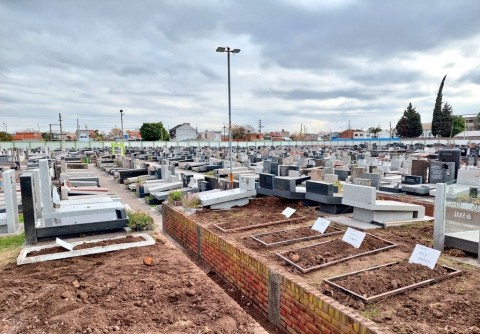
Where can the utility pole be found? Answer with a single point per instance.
(121, 120)
(61, 130)
(260, 126)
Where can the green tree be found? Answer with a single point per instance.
(240, 131)
(477, 122)
(47, 136)
(5, 136)
(410, 125)
(99, 136)
(153, 132)
(375, 131)
(458, 125)
(441, 123)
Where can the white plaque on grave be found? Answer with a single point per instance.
(354, 237)
(321, 224)
(425, 256)
(64, 244)
(288, 212)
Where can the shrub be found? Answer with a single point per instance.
(139, 221)
(175, 195)
(191, 201)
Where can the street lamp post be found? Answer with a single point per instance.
(121, 120)
(228, 51)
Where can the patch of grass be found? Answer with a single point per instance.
(12, 241)
(371, 311)
(139, 221)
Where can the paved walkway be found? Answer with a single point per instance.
(126, 196)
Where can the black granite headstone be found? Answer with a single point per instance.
(450, 155)
(412, 179)
(342, 174)
(266, 181)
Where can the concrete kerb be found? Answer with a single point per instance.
(24, 259)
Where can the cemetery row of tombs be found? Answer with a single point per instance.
(302, 231)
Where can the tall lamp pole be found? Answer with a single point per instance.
(228, 51)
(121, 120)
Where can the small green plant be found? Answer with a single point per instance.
(191, 201)
(371, 311)
(175, 195)
(140, 221)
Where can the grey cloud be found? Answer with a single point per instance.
(473, 76)
(304, 94)
(135, 70)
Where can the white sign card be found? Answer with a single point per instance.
(354, 237)
(288, 212)
(321, 224)
(64, 244)
(425, 256)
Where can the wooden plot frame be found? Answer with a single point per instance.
(306, 270)
(331, 282)
(257, 237)
(251, 227)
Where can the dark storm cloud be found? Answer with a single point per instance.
(304, 94)
(157, 59)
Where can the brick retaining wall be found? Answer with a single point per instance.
(291, 305)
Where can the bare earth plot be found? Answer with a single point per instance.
(117, 292)
(449, 306)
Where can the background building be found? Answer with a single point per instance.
(183, 132)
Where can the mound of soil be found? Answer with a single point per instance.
(331, 251)
(117, 292)
(375, 282)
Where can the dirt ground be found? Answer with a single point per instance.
(450, 306)
(117, 292)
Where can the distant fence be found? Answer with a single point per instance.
(334, 142)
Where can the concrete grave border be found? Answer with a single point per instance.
(251, 227)
(452, 272)
(343, 259)
(290, 241)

----

* _WHAT IS ASKED_
Swap "instance" for "occurrence" throughout the data above, keeping every other line and point unchanged, and leave out the pictures.

* _EXERCISE ANSWER_
Where can the utility pole be found? Answer with a single point per occurrence.
(121, 120)
(61, 130)
(260, 126)
Where can the green tree be found? Answer with a single point per occurrence.
(240, 131)
(477, 122)
(47, 136)
(5, 136)
(410, 125)
(99, 136)
(153, 132)
(375, 131)
(458, 125)
(441, 123)
Where can the white plaque on grave be found? Answer with a single point per occurrence.
(354, 237)
(321, 224)
(425, 256)
(64, 244)
(288, 212)
Where can the shrub be found? Answer with a single point per occurrence.
(139, 221)
(175, 195)
(191, 201)
Where can the street lamp post be found? Answer with a single point per occurrence.
(121, 120)
(228, 51)
Where can the patch of grass be found? Answer with a single point per occurrence.
(12, 241)
(371, 311)
(139, 221)
Where can the paved walkway be found? Answer with a single point per occurrence.
(126, 196)
Where can the black granite headstone be found? Answer with a single point per occurrence.
(450, 155)
(412, 179)
(342, 174)
(266, 181)
Where can the concrete kerb be found? Answer with a single point per occurrence.
(24, 259)
Where can the cemetery row of tombs be found? Answer with a single point per occurrence.
(302, 231)
Where can the tall lamp pole be found? Answer with a single point per occurrence.
(228, 51)
(121, 120)
Where can the small green plant be found? Answer with a single point per occurrence.
(191, 201)
(371, 311)
(175, 195)
(140, 221)
Where can the grey cloud be found? Answer with a single point per occurrence.
(473, 76)
(304, 94)
(135, 70)
Where can the white sign card be found? Answer with a single point per occurrence.
(354, 237)
(288, 212)
(321, 224)
(64, 244)
(425, 256)
Where can the wooden plot frame be found? Answer with a single point per occurrence.
(306, 270)
(331, 282)
(257, 237)
(251, 227)
Where can the dark storm cloud be found? Answer with a single point per occurrence.
(304, 94)
(157, 59)
Where can the brick retaining wall be found? Answer with a single point per occurrence.
(291, 305)
Where can the bare earth plot be found? Answer with a single point per occurrence.
(117, 292)
(449, 306)
Where can the background building be found? Answer with a single point per occurrence.
(183, 132)
Where can the mound of soil be found? Answer with a single point per occurrence.
(331, 251)
(117, 292)
(375, 282)
Where can the dirt ground be found? Answer with a single point per occurrence.
(450, 306)
(117, 292)
Where can the distant fence be found? Answer with a single point per occurrence.
(334, 142)
Where can the concrete grave border be found? Answer with a single point per occurrence.
(251, 227)
(452, 272)
(343, 259)
(290, 241)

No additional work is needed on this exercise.